That just left the WEIGHT! Of listed 475 pounds, the base and table were just heavy, sure the motor was stout, the head substantial, and the column a two man job, but the base and table was a mutha. Luckily it was a short move. I had the UPS Freight guy drop the pallet on my utility trailer, which I then backed up to the deck and dropped the ramp right below the top step. With a little bit of shimmering the dolly went right up and ramp on to the deck, straight into the shop. With a little bit of degunking it was ready to be hefted up on to its temporary home.




I've been degunking and cleaning the last couple days and my son will help with the column tonight. I'll probably finish the cleaning, and finish putting it all back together with his help Saturday or Sunday. I guess it's as my big brother told me, "if it was easy, everyone would do it."




Harbor Freight:
After my last couple experiences there, I could spell that with a different F and an ING. I live an hour from my 'local' HF.
Rant 1.) I want on of the nice 44x24 2600 pound rating toolboxes for my mill base, so I call them up, and they say sure we got those. So hitch up the trailer, jump in the jeep and off I go for an hour drive. When I get there, the sales girl points me to the boxes and I say I'll take one in blue AND she says oh no we don't stock them, you can only order them. I say, but I called and you said you had them, and she said oh we do have them only to show.

_SOURCE DATA_.
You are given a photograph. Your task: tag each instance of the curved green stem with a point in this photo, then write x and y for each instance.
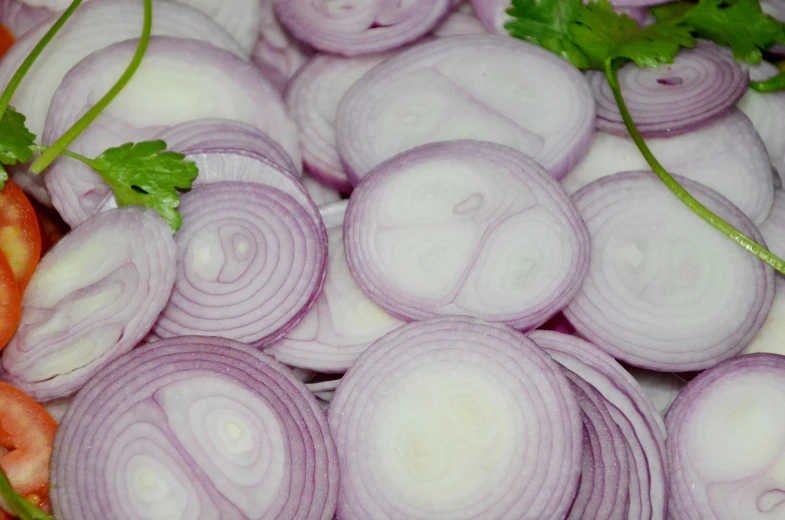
(691, 202)
(16, 80)
(57, 148)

_THE TASK_. According to the forum post, how far does the writer live from the local Harbor Freight?

_RESULT OF THIS TASK_. An hour away.